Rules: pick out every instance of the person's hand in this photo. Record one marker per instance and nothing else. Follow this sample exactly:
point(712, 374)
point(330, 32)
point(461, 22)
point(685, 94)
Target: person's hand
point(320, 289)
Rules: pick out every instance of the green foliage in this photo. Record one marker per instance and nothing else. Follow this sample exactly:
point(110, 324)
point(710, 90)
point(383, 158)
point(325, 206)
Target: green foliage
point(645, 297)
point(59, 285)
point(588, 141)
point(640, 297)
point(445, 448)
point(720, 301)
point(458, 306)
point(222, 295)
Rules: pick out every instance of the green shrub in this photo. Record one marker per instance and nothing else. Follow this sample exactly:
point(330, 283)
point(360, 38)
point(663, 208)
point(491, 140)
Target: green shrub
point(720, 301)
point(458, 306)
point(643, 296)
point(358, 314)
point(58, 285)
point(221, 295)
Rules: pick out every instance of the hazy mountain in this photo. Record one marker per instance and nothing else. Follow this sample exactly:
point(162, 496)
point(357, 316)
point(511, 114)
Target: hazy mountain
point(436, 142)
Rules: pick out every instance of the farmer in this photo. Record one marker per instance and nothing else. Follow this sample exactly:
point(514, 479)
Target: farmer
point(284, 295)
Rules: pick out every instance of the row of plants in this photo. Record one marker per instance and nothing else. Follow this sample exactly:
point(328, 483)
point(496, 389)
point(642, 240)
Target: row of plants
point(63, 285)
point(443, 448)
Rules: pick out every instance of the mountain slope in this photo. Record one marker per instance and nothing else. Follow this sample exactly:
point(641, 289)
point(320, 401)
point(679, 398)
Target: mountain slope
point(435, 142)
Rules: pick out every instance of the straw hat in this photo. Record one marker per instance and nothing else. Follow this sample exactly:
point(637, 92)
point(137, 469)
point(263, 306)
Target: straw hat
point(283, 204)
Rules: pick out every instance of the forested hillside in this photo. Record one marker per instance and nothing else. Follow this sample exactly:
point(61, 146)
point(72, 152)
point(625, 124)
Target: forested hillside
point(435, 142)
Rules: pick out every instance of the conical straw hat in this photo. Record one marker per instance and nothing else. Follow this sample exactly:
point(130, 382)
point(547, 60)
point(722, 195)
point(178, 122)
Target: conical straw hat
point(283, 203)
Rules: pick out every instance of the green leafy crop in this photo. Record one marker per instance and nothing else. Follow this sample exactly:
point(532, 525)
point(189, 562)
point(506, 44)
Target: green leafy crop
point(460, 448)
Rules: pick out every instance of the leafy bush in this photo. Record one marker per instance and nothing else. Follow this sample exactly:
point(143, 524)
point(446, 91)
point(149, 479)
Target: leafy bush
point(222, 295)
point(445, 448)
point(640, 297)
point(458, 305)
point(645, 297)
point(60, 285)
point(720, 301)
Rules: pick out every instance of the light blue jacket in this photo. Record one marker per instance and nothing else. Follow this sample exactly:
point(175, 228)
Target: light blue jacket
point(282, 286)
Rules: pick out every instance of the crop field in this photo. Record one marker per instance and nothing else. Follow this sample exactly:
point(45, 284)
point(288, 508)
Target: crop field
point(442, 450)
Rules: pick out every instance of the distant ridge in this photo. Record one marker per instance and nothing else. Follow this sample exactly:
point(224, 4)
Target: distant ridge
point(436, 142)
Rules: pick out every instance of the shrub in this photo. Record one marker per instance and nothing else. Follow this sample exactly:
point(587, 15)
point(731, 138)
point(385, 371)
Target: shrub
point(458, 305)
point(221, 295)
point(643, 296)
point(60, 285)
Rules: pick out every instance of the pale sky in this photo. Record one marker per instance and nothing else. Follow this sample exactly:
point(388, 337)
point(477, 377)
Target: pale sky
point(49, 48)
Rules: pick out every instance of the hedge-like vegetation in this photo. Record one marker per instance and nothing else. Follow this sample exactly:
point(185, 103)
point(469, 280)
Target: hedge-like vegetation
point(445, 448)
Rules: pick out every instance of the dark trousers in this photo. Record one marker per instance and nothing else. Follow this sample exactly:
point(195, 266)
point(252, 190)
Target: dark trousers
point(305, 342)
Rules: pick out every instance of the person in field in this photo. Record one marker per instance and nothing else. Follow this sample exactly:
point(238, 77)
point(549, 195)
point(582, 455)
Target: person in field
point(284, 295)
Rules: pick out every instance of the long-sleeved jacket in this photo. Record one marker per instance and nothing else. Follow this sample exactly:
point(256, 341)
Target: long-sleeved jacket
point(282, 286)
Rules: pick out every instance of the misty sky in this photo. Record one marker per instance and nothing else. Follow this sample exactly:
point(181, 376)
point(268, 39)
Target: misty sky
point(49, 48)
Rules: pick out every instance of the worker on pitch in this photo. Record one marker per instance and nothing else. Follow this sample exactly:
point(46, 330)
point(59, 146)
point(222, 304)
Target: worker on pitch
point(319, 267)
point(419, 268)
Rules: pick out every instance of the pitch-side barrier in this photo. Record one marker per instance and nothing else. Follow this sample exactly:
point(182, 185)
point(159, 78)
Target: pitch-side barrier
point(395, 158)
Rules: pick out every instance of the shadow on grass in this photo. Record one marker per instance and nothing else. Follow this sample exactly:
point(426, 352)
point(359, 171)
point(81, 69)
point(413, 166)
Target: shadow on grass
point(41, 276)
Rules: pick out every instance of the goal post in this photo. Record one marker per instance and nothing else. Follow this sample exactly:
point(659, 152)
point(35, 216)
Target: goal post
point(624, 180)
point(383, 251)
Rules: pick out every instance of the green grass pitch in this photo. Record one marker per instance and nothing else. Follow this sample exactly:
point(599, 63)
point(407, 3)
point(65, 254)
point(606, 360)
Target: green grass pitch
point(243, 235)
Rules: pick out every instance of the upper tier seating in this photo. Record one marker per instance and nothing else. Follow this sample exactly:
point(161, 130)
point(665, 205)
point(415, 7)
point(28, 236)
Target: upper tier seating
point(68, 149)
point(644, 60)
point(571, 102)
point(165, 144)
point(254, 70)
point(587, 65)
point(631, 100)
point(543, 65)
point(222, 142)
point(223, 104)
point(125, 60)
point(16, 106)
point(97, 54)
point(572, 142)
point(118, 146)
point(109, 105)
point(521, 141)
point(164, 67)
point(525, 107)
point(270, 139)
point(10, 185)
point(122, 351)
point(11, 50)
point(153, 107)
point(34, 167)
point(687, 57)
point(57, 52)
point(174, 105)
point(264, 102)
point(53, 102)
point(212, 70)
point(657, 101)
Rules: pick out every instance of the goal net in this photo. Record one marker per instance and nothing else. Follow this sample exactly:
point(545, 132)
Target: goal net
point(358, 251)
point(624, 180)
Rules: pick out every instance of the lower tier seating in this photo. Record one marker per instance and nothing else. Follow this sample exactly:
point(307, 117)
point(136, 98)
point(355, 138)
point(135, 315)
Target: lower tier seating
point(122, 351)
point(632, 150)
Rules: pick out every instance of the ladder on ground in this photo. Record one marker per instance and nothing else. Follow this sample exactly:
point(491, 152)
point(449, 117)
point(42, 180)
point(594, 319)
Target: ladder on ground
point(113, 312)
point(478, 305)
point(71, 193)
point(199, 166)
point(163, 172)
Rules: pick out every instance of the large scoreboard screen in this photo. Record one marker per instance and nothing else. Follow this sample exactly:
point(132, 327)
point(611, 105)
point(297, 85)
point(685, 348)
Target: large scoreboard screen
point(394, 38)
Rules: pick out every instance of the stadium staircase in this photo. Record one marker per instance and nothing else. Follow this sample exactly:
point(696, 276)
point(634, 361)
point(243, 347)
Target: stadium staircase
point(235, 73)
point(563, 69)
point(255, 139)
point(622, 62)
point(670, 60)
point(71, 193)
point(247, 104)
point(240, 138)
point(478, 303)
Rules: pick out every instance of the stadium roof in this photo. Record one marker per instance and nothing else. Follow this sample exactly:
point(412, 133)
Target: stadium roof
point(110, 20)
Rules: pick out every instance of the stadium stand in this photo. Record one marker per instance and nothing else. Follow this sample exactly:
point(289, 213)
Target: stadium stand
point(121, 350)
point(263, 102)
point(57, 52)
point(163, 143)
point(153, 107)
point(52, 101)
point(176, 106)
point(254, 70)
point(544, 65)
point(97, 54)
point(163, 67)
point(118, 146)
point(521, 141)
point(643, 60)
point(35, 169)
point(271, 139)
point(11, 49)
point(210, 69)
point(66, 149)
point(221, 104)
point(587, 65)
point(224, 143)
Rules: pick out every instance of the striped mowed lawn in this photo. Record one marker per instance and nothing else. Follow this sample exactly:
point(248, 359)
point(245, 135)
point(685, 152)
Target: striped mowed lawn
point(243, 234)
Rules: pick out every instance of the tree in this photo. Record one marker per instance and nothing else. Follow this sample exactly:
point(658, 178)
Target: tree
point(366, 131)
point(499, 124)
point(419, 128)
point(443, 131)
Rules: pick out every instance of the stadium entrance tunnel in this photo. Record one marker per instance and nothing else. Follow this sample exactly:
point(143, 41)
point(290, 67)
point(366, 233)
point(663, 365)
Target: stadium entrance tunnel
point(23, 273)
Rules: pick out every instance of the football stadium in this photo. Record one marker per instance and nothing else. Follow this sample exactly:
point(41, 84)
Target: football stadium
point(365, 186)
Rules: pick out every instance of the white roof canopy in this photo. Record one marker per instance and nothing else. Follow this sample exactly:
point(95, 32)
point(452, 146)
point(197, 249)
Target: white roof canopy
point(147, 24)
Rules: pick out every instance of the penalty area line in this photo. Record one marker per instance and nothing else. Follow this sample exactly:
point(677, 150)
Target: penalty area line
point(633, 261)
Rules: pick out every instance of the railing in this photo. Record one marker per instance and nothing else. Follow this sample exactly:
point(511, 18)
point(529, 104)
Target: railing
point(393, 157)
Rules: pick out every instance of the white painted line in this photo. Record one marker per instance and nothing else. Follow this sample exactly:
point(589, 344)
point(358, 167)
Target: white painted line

|---|

-- What the exercise asks --
Convert the stretch from the line containing "Rules: pick out every instance of the hazy" through the line containing "point(443, 448)" into a JSON list of strings, one string per line, with both end lines included and any blank lines left out.

-- Solution --
[
  "Rules: pick out every instance of the hazy mountain in this photo. Record one marker per instance and nothing else. Follow this sample exactly:",
  "point(162, 496)",
  "point(357, 316)",
  "point(511, 114)",
  "Target: hazy mountain",
  "point(436, 142)",
  "Rules: pick out every instance of the farmer in this photo. Record one marker per instance and nothing else. Follow this sample exactly:",
  "point(514, 479)",
  "Target: farmer",
  "point(284, 295)",
  "Rules: pick out every instance of the row of plants in this photo. Record one marker per instance and nothing else. Follow this sample exactly:",
  "point(328, 483)",
  "point(496, 389)",
  "point(642, 240)",
  "Target: row of plants",
  "point(63, 285)",
  "point(443, 448)"
]